• _Übungstext_
Archiv


Formel für die Börsen-Blase

Mathematik. - Vorausgesehen hatte das Finanzdesaster an den Börsen offenbar niemand so recht. Weil bisherige Methoden für die Prognose finanzieller Extremereignisse versagten, entwickelte ein Experte der ETH Zürich ein neues Verfahren: eine Art Formel für die Börsen-Blase.

Von Frank Grotelüschen | 25.11.2008
    "Mit den üblichen Statistik-Methoden ist die derzeitige Finanzkrise nicht mehr zu erfassen. Man kann getrost sagen: Mathematisch gesehen ist diese Finanzkrise ein Monster!"

    Extreme Krisen erfordern extreme Methoden – oder genauer gesagt: neue mathematische Methoden. Das jedenfalls glaubt Didier Sornette, Professor für Unternehmerische Risiken an der ETH Zürich. Die Analyseverfahren, mit denen man üblicherweise Finanzrisiken abschätzt, hält der gelernte Physiker für nur bedingt tauglich – zumindest in finanziellen Ausnahmezeiten.

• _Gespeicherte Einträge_
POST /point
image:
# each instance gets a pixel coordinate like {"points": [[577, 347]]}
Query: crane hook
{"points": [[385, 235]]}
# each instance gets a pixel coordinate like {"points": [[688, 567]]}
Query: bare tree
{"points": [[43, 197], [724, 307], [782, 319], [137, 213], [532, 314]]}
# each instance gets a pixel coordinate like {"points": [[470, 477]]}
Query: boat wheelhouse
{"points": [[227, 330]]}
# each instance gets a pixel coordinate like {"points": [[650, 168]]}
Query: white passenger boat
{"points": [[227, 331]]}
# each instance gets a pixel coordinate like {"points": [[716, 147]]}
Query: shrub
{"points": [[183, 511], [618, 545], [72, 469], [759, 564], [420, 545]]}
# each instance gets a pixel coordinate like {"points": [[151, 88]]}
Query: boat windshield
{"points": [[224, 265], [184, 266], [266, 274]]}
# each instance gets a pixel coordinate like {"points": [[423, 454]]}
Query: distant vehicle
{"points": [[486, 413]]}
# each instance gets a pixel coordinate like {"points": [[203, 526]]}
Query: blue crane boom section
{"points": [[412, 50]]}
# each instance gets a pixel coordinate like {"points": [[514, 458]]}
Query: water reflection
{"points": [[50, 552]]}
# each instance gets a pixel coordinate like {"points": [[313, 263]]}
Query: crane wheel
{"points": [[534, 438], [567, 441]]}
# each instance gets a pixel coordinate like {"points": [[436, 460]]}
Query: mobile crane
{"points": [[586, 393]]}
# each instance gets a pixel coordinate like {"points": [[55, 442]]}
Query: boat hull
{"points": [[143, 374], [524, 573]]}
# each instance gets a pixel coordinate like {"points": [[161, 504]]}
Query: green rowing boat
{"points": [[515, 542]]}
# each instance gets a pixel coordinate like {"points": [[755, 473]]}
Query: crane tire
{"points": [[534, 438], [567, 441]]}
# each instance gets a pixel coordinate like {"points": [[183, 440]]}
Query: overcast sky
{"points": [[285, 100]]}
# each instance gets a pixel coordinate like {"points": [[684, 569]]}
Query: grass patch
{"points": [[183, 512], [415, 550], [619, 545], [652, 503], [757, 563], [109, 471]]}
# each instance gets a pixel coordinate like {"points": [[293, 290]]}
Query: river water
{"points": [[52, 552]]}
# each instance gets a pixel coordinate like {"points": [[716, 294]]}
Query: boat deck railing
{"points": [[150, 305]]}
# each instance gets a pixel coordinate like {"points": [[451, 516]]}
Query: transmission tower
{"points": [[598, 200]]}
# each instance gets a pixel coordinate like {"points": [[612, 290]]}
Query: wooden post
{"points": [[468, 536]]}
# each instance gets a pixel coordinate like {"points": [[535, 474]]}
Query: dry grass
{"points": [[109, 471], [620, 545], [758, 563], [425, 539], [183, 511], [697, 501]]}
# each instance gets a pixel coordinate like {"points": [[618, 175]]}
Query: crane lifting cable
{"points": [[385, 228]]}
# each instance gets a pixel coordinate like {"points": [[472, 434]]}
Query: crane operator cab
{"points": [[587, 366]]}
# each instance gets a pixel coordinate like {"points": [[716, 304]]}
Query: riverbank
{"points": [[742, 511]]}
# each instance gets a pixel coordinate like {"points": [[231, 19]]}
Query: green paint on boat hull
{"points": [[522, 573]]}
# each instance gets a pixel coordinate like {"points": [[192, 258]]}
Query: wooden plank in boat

• _Deine Aufgaben_
- a) Was hat Didier Sornette laut dem Artikel über die Börsen-Blase ursprünglich gelernt?
- b) Prüfe anhand des Artikels über die Börsen-Blase, ob diese Aussagen stimmen, und antworte jeweils mit Ja oder Nein plus den Worten aus dem Artikel, die das entscheiden:
(i) Didier Sornette ist Professor für Unternehmerische Risiken an der ETH Zürich.
(ii) Die bisherigen Methoden haben das Finanzdesaster zuverlässig vorhergesagt.
(iii) Sornette hält die üblichen Analyseverfahren in finanziellen Ausnahmezeiten für voll tauglich.
- c) Schreib den Artikel über die Börsen-Blase nach seinem letzten Satz weiter.

• _Lösungen_
- a) Er ist gelernter Physiker.

- b)
(i) Ja: „Professor für Unternehmerische Risiken an der ETH Zürich“
(ii) Nein: „Weil bisherige Methoden für die Prognose finanzieller Extremereignisse versagten“
(iii) Nein: „hält der gelernte Physiker für nur bedingt tauglich – zumindest in finanziellen Ausnahmezeiten“

- c)
    "Die Standardmethoden der Ökonomie gehen davon aus, dass auch die größten Blasen lediglich exponentiell wachsen. Exponentiell bedeutet, dass das Wachstum konstant ist – etwa wenn ich Geld zu einem festen Zinssatz von sagen wir fünf Prozent anlege. Doch wir haben nun festgestellt, dass eine Blase über-exponentiell wächst. Das wäre dasselbe, als wenn sich der Zinssatz von Jahr zu Jahr verdoppelt, erst fünf, dann zehn, dann 20 Prozent und so weiter. Also, das Wachstum einer Blase ist nicht konstant, sondern beschleunigt sich, und zwar rasant."

    Theoretisch müsste sich dieses Wachstum dann bis ins Unendliche beschleunigen – was in der Praxis natürlich nicht sein kann. Genau deshalb muss jede Blase einmal enden – womöglich in einem saftigen Knall. Doch das alleine, sagt Sornette, genügt noch nicht, um die augenblickliche Monsterkrise zu verstehen.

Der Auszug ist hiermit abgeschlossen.